→ Brief
Please edit the part of the records that opens with the line containing "Note to the class: identify the raf" and closes at the end of the records, putting "landing gear strut" in place of "landing gear leg" and leaving all else untouched. Give back only that part.

→ Supplied records
************

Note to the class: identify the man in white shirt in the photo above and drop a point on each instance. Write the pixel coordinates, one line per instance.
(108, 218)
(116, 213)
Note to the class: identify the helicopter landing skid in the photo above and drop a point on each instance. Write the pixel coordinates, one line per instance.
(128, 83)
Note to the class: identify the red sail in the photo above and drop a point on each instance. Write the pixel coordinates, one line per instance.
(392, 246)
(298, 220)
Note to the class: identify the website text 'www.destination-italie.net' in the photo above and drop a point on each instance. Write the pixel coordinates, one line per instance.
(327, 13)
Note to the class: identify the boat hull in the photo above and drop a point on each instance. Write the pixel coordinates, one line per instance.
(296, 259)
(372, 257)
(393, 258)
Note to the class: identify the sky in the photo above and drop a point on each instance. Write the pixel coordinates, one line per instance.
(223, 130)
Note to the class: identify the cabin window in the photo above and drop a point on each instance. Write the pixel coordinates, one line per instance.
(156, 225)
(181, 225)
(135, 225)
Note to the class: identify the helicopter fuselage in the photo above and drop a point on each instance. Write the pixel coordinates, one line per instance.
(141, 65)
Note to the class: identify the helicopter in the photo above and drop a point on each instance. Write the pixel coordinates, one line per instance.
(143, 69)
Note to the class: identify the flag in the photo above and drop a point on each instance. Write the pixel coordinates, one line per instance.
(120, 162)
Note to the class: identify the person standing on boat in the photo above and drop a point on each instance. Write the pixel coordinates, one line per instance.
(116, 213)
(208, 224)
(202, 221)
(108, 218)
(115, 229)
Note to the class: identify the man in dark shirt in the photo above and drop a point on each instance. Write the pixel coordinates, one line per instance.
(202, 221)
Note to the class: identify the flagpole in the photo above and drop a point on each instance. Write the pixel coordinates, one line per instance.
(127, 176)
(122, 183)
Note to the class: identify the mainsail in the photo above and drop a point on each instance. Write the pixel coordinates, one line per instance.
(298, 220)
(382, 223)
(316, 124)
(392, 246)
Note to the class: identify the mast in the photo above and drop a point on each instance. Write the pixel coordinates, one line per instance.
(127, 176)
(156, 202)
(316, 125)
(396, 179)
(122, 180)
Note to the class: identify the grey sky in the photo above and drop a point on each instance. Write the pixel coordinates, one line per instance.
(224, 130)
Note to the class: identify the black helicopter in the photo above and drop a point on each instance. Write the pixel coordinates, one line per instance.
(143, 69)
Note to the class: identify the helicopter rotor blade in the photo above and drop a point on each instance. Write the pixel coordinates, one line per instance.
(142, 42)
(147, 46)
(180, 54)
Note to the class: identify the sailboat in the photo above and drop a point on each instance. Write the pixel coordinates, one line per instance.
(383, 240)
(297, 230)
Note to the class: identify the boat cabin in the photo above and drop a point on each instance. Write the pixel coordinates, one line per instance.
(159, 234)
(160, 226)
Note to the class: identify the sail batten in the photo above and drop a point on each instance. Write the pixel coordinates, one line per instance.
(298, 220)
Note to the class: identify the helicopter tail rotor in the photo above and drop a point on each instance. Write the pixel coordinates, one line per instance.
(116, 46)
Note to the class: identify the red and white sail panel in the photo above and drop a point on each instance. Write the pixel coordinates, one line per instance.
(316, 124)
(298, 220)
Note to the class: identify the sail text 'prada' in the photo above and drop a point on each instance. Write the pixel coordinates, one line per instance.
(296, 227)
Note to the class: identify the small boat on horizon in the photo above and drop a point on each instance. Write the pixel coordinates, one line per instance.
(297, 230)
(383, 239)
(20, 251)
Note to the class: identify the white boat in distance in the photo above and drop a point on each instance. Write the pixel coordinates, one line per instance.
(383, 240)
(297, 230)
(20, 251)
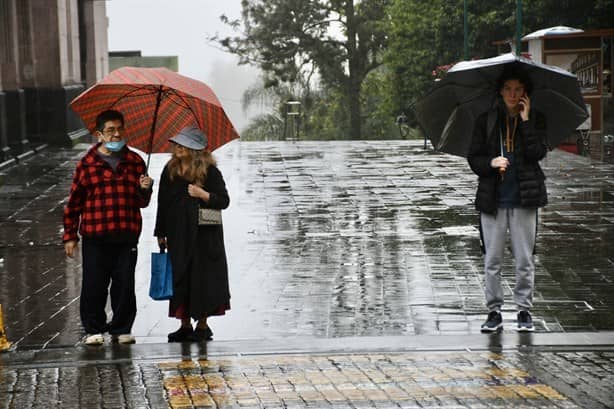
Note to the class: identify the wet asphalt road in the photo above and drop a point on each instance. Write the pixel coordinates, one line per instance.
(356, 282)
(327, 239)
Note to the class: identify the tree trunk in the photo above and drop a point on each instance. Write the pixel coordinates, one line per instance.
(353, 81)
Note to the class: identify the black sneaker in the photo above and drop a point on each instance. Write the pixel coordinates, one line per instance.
(201, 334)
(181, 335)
(525, 322)
(493, 322)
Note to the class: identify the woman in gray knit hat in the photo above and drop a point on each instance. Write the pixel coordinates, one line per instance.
(190, 182)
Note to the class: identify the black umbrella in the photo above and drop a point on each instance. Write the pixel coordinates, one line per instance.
(448, 112)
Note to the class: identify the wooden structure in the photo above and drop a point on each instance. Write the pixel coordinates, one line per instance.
(589, 55)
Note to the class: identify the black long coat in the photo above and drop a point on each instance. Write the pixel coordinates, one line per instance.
(529, 148)
(198, 256)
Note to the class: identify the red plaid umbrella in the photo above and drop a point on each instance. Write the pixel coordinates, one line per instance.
(157, 103)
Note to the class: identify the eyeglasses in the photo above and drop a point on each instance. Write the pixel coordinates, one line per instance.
(113, 131)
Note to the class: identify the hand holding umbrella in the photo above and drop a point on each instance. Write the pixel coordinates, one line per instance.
(500, 162)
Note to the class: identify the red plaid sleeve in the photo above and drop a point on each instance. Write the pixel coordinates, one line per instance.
(106, 203)
(74, 207)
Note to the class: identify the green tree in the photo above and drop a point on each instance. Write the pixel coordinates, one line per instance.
(342, 39)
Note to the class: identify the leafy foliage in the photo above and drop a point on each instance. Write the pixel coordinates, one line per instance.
(355, 65)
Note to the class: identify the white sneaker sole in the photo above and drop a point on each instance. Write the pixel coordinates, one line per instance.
(94, 340)
(488, 330)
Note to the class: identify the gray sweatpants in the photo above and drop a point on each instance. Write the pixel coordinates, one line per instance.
(521, 223)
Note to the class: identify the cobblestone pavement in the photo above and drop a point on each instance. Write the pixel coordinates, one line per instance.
(448, 379)
(339, 245)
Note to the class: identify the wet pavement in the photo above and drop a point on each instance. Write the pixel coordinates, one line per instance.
(330, 244)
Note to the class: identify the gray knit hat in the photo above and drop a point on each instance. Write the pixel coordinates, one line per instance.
(192, 138)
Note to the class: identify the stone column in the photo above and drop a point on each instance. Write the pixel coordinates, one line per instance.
(13, 131)
(57, 73)
(93, 24)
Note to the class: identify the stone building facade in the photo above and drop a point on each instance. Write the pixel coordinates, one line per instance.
(50, 51)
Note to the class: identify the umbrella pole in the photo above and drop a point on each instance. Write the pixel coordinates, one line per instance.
(153, 126)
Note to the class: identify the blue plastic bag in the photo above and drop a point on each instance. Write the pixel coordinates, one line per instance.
(161, 284)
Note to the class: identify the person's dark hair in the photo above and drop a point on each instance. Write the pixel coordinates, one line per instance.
(514, 72)
(106, 116)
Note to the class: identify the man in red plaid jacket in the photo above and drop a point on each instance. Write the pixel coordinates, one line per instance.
(108, 190)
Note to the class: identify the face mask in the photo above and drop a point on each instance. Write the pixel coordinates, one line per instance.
(115, 146)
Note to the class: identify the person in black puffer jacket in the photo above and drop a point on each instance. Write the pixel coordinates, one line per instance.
(507, 144)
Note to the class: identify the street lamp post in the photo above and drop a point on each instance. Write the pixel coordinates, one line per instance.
(518, 26)
(465, 29)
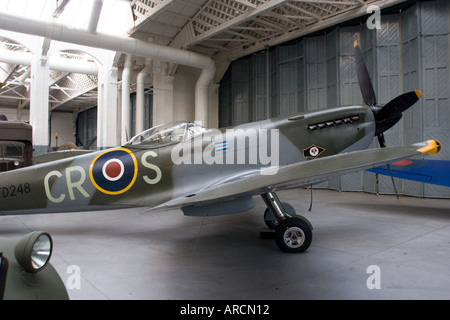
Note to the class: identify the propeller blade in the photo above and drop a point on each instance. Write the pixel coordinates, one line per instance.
(399, 104)
(365, 84)
(382, 142)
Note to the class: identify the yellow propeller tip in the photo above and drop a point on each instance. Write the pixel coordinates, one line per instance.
(419, 94)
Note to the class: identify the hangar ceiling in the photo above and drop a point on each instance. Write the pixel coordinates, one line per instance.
(222, 29)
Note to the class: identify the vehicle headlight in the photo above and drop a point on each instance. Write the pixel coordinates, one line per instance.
(33, 251)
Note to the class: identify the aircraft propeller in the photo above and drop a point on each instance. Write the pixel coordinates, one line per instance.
(385, 116)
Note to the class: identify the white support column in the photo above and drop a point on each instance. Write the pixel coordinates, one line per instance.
(162, 94)
(125, 119)
(39, 108)
(140, 85)
(107, 108)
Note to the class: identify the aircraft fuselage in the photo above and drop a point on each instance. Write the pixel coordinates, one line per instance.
(148, 175)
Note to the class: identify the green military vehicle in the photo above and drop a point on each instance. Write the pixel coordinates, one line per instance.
(16, 147)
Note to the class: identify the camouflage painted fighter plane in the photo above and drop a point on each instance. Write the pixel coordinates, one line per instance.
(207, 172)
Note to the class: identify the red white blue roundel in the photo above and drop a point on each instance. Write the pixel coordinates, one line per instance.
(114, 171)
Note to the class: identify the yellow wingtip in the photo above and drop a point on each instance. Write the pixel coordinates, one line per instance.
(432, 147)
(419, 94)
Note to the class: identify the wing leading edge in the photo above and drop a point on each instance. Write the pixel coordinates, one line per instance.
(298, 175)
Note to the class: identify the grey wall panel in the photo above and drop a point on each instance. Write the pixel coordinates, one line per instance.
(409, 52)
(434, 23)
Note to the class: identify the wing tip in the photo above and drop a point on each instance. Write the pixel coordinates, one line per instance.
(432, 147)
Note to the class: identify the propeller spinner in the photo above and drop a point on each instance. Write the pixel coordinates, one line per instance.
(388, 115)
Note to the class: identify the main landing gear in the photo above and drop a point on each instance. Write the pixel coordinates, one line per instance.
(293, 233)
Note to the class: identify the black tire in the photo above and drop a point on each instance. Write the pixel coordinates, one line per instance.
(293, 235)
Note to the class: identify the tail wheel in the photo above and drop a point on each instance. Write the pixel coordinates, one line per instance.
(293, 235)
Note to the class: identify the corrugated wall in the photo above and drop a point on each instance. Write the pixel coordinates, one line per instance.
(409, 52)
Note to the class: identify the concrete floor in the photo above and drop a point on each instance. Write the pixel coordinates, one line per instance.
(133, 254)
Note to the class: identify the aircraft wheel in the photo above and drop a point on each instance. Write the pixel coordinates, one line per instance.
(293, 235)
(269, 217)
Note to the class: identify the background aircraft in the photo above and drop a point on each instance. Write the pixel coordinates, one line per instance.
(427, 171)
(208, 172)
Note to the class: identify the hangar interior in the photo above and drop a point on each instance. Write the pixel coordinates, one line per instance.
(257, 59)
(75, 76)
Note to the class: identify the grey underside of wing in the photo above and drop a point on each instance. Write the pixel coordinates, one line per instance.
(295, 175)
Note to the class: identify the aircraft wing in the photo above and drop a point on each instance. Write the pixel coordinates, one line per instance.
(427, 171)
(294, 175)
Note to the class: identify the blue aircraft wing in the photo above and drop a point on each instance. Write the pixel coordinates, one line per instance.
(427, 171)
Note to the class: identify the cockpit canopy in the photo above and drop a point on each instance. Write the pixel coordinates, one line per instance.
(166, 134)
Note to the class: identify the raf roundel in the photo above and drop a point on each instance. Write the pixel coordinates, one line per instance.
(114, 172)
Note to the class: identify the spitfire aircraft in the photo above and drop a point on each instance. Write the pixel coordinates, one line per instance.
(207, 172)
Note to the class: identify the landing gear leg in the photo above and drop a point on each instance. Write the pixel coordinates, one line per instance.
(293, 233)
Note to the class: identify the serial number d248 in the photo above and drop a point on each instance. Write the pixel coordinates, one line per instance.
(15, 190)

************

→ Result
Note to the class: identify the raf roundel in the photo above and drop a point on each instance. Write the pixel coordinates, one line per instance.
(114, 172)
Note to the class: identify the spitfire aircraft in the photo above and drop a point on each instance. Write the pixel coordinates, one line per instance.
(207, 172)
Note to the class: identify the landing gear strut in the photo above and drop a point on each instance. Write the pixel coordinates, one line per instance.
(293, 233)
Note to the class: identify the serial number d248 in the photo above and drop a point on each instance. Write the pixel coordinates, one line per instance.
(15, 190)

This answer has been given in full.